Write the full listing out again, word for word, but omit the pictures.
= = = =
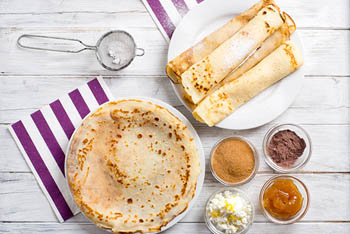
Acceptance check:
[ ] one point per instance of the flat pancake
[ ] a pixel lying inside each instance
(201, 77)
(280, 63)
(181, 63)
(132, 166)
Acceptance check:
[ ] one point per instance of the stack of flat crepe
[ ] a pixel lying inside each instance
(215, 63)
(132, 166)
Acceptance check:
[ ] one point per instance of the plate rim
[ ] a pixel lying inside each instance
(197, 140)
(278, 111)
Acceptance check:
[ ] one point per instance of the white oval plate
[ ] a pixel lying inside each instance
(268, 105)
(197, 141)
= = = =
§ **Response area**
Acceptance check:
[ ] one point per instance of the flat pancake
[ ] a pixel lying inside each instance
(201, 77)
(280, 63)
(181, 63)
(132, 166)
Acceptance check:
[ ] one point per instance of the stack of flat crepe
[ ] a pixel lying inside each instance
(215, 63)
(132, 166)
Acceptance check:
[ ] one point per instance of the plate rim
[ ] a pixel lying inside each instance
(197, 140)
(278, 111)
Acceptance check:
[ ] one point per instance of the white oval plate
[ ] a pixel lying inside each instance
(268, 105)
(197, 141)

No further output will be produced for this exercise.